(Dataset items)
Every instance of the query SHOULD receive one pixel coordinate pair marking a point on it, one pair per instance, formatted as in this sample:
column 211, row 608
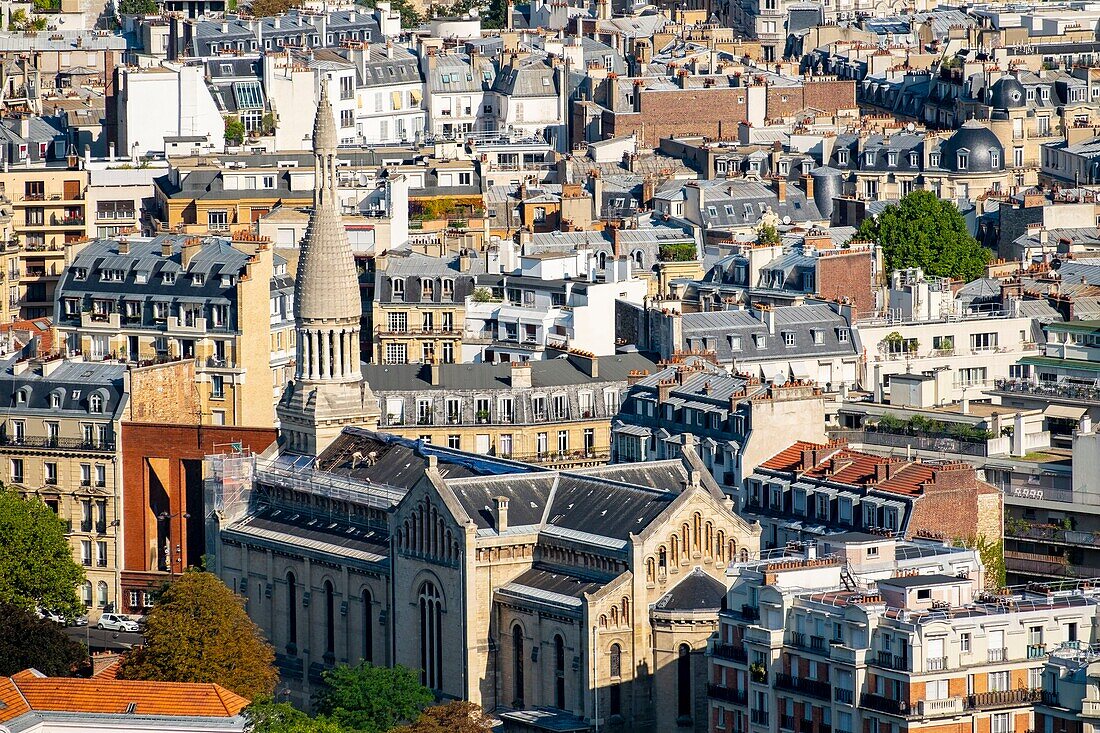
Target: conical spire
column 325, row 128
column 327, row 299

### [About this exercise]
The preceding entries should be duplicated word for word; no picture belongs in the copy.

### [Output of the exercise]
Every instance of the query SHOULD receive one pixel coordinate pair marking a point on it, one pair per instance, formatted as in this sample:
column 211, row 608
Target: conical spire
column 325, row 128
column 327, row 299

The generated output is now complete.